**Given records**.

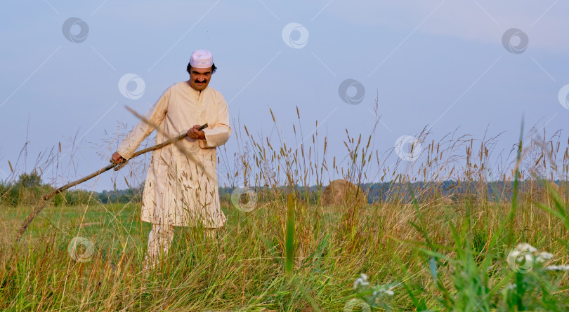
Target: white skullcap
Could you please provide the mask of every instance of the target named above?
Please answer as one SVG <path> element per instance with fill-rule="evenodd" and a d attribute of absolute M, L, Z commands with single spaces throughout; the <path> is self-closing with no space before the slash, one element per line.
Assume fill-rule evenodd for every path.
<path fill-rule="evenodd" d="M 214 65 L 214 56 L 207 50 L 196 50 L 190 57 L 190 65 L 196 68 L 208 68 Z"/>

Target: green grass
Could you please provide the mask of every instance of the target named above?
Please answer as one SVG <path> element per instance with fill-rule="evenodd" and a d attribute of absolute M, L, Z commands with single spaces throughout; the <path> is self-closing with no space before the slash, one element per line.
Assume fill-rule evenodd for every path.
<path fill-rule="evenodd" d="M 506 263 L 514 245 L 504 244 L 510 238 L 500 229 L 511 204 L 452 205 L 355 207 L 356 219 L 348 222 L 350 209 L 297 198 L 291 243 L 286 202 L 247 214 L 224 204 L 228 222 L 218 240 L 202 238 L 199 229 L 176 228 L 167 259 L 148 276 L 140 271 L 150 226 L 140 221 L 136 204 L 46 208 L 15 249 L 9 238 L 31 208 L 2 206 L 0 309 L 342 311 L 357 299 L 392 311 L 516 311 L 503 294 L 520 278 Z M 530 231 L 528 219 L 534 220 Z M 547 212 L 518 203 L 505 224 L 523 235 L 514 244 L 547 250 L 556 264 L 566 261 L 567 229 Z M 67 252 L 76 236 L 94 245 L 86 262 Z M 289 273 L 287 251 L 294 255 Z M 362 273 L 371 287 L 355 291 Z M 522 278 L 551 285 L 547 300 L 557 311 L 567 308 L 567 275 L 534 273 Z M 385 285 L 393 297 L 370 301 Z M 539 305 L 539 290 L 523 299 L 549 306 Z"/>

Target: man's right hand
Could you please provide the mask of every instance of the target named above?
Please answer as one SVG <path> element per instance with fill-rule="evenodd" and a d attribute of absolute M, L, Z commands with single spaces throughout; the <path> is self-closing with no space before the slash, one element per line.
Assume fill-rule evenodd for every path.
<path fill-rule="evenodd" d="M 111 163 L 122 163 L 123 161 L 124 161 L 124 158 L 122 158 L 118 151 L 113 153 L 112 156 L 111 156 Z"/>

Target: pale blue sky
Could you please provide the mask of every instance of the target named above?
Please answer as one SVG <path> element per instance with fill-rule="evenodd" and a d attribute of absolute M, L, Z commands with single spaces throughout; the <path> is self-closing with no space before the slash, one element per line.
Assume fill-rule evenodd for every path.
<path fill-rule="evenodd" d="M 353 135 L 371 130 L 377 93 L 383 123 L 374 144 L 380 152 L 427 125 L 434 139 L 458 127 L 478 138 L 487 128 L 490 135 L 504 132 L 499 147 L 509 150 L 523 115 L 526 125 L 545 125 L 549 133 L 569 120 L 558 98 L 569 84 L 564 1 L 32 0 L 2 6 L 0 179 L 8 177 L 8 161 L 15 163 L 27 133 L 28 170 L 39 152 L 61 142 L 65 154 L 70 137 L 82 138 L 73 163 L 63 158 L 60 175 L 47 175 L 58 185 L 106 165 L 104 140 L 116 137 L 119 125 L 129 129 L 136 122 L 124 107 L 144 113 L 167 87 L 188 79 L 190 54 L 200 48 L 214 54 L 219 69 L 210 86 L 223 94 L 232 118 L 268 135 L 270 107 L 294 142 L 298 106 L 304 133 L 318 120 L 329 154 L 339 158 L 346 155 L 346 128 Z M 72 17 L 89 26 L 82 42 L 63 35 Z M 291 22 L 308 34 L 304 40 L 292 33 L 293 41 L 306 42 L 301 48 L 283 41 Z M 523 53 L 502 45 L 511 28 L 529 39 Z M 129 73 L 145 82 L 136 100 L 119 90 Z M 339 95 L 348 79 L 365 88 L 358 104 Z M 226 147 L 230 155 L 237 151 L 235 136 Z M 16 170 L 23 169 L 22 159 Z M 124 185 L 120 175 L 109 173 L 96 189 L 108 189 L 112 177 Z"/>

---

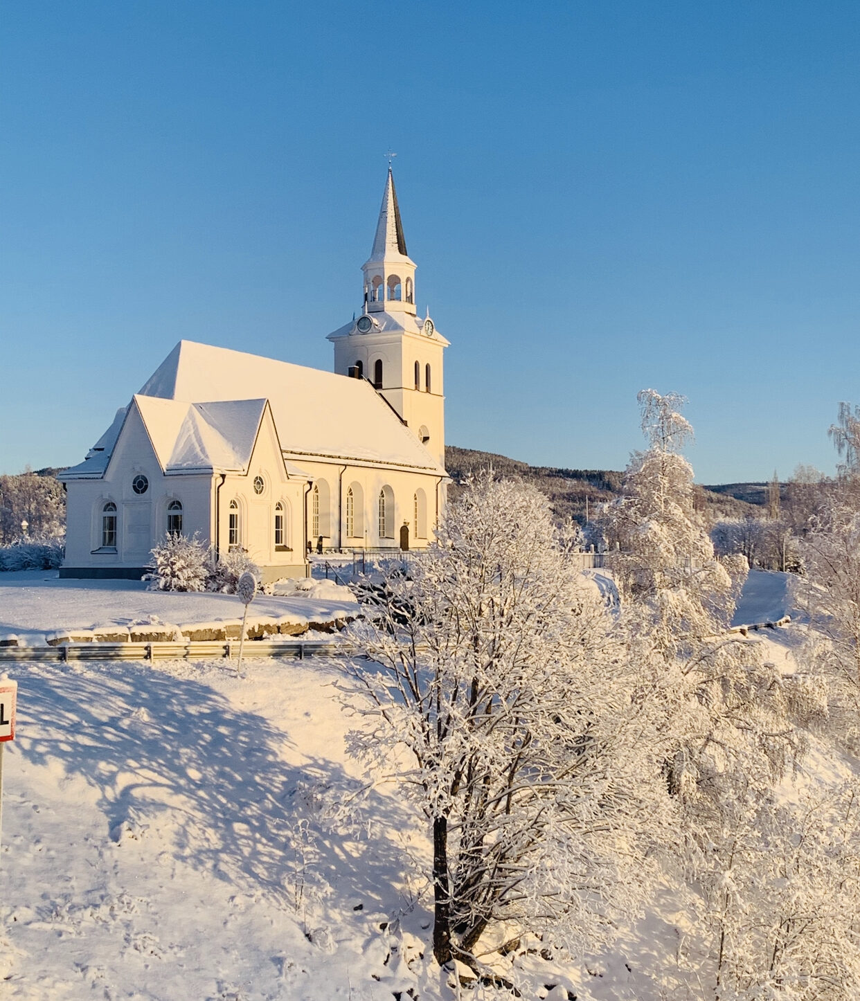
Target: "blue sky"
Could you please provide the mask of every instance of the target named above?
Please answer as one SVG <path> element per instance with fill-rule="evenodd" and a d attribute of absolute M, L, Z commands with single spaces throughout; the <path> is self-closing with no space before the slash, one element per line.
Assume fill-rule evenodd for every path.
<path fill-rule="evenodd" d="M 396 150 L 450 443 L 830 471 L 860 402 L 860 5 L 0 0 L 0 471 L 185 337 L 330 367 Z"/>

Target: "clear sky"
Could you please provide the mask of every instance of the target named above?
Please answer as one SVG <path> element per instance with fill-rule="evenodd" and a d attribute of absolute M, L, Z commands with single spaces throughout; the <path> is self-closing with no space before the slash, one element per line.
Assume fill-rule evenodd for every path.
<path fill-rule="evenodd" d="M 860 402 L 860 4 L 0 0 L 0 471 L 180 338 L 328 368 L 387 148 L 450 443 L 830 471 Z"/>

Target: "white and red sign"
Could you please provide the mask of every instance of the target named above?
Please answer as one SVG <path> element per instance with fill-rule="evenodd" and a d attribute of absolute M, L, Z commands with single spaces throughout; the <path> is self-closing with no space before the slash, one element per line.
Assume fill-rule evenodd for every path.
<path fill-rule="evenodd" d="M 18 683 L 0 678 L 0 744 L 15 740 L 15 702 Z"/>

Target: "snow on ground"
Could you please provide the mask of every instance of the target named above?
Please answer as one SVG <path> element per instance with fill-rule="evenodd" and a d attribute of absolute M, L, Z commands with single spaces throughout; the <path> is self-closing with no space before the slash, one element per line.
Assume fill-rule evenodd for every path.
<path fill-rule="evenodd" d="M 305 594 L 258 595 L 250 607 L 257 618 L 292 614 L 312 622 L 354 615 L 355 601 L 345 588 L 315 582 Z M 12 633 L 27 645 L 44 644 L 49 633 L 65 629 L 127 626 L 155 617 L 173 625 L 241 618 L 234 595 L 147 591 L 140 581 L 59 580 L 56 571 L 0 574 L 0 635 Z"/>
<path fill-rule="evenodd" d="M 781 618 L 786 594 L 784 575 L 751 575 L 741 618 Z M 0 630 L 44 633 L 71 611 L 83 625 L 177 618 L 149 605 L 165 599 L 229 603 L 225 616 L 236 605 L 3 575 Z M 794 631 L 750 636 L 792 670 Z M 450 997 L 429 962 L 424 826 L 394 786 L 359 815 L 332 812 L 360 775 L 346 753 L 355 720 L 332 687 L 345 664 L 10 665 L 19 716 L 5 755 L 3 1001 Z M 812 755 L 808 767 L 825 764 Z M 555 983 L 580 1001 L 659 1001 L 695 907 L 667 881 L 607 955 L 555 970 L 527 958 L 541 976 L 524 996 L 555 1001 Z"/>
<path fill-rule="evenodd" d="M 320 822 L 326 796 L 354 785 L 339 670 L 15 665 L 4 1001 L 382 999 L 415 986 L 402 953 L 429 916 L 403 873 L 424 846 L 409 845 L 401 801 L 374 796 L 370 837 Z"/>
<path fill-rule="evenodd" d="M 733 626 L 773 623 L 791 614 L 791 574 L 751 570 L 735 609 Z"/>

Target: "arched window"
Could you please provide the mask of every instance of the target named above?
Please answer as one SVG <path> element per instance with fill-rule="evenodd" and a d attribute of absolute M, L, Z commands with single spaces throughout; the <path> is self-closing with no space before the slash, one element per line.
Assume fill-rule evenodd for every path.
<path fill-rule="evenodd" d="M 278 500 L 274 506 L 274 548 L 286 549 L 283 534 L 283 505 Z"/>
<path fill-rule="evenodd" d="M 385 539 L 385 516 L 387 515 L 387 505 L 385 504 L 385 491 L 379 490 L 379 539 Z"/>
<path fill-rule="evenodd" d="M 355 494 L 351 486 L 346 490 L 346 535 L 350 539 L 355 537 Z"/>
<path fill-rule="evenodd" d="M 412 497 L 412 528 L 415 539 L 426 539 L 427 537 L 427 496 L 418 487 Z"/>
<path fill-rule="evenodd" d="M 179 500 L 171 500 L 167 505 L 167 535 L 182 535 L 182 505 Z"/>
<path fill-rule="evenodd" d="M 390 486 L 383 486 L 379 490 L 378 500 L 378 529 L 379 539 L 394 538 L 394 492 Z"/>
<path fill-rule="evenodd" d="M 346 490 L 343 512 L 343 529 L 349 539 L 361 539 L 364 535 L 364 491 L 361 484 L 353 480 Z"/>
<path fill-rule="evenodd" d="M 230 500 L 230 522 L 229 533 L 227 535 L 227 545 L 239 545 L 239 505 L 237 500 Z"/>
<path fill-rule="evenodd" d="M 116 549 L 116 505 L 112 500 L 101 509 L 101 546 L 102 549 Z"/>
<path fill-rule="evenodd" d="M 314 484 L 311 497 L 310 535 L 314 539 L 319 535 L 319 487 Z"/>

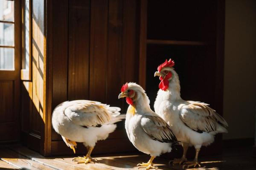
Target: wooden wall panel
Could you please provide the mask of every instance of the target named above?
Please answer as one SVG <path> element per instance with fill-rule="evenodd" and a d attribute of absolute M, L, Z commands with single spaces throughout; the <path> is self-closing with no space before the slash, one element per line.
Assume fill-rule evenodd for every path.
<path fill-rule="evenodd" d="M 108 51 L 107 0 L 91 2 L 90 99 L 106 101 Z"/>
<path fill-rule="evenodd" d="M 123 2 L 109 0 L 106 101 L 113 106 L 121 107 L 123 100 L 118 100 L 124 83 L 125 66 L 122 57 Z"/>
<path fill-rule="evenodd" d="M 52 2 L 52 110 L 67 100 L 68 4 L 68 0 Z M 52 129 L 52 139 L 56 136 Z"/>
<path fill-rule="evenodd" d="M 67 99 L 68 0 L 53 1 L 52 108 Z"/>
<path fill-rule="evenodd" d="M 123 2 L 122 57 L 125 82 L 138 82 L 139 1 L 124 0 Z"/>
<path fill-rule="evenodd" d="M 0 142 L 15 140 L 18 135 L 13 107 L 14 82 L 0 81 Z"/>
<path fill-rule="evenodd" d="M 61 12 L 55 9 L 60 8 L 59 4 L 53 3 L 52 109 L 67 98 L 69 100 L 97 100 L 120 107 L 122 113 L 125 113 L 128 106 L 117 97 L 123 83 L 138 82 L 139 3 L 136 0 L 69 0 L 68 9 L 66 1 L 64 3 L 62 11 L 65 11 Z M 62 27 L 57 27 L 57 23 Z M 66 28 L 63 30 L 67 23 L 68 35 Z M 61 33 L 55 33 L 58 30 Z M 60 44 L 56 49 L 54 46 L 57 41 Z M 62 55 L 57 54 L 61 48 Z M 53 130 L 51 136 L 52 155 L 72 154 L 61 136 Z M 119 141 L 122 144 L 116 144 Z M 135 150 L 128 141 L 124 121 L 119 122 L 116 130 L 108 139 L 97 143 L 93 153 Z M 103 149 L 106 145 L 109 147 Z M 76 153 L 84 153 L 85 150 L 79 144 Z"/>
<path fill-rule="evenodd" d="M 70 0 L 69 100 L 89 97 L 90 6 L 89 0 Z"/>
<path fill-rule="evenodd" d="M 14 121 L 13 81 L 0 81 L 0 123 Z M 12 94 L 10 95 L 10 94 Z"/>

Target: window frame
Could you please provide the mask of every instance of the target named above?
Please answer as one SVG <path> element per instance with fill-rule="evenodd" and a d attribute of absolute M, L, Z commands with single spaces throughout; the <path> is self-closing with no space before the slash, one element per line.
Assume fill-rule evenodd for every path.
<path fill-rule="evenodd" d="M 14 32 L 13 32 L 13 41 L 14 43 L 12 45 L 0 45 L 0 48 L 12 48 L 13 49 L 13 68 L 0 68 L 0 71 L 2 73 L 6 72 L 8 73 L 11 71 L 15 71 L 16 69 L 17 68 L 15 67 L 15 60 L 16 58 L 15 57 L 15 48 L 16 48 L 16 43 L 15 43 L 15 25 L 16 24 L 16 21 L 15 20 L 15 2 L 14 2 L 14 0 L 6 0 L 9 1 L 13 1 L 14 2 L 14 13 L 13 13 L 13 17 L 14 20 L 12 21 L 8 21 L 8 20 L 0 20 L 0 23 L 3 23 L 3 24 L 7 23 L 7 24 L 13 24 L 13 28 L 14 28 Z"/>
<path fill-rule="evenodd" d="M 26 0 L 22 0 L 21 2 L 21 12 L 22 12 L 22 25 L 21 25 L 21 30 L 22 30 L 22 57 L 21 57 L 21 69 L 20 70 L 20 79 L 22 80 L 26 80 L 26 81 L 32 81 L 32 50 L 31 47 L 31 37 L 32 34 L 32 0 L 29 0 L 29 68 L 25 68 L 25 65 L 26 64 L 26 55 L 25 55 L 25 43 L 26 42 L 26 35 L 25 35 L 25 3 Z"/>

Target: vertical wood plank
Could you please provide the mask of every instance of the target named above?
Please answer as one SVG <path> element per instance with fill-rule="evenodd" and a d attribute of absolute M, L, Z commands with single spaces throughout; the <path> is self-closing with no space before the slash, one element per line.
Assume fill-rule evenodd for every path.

* * *

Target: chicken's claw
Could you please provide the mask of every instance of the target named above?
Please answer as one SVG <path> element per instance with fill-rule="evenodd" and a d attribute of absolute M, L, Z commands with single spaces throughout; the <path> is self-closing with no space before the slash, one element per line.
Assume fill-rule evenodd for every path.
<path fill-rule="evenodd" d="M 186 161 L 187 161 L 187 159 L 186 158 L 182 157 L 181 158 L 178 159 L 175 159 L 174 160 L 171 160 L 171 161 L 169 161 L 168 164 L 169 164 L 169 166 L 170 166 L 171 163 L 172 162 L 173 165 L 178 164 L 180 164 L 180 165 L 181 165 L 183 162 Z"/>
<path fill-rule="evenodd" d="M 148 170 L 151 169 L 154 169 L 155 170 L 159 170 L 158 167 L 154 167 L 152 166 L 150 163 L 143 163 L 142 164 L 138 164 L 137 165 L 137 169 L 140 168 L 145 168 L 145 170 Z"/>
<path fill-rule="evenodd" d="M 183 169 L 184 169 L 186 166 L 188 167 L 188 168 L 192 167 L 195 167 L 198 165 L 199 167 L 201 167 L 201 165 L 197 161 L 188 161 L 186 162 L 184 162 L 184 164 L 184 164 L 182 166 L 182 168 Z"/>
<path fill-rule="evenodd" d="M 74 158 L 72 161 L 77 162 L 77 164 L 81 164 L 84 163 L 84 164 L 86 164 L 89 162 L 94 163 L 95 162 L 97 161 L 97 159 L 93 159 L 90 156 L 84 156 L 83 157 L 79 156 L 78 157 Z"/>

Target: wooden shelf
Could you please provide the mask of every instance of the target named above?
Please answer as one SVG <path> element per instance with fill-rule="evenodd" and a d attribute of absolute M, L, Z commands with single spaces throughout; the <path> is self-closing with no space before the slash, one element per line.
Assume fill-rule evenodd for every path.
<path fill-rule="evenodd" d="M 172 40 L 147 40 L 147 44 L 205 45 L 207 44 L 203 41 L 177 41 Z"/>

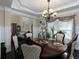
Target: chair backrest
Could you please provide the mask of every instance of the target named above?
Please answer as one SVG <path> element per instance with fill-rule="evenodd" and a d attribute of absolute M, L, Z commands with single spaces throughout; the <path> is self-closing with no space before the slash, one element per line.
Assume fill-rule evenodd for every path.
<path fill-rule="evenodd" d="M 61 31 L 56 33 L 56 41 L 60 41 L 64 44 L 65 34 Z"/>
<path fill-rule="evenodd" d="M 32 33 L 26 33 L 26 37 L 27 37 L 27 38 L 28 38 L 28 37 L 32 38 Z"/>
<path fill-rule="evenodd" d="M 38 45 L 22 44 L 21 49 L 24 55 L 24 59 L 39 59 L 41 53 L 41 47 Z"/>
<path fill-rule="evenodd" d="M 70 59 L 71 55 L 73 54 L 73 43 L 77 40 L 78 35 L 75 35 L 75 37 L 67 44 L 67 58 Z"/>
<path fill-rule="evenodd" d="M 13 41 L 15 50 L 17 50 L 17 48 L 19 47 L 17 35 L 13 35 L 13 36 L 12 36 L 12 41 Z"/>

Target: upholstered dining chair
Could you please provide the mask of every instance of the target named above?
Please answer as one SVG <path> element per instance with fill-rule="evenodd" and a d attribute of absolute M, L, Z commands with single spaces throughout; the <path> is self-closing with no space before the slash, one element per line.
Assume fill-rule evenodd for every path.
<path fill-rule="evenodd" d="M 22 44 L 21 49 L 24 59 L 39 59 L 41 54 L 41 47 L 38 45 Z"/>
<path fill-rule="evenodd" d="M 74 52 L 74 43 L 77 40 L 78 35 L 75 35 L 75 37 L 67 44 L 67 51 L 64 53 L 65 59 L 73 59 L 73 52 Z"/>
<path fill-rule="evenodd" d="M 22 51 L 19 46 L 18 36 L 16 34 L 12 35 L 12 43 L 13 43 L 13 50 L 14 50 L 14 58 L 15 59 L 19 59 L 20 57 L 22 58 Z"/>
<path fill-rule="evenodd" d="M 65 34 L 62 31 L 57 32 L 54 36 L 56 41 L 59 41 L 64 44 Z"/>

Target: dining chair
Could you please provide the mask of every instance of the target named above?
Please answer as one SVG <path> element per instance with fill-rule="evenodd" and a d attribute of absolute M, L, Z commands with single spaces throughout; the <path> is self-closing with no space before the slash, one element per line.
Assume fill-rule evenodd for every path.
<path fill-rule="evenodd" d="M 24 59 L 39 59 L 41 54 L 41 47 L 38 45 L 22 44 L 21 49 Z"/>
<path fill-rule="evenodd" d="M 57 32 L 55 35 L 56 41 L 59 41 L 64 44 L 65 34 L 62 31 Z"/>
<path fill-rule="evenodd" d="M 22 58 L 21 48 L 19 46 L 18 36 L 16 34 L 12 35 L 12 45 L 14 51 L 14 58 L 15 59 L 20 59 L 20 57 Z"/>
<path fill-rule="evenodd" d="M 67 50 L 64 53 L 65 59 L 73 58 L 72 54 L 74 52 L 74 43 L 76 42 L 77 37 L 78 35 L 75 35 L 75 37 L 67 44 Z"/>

**Given task**. Identify every line of the records above that contains the string "wooden", taking letter case into account, and copy each such line in full.

**Written response**.
Target: wooden wall panel
Target: wooden shelf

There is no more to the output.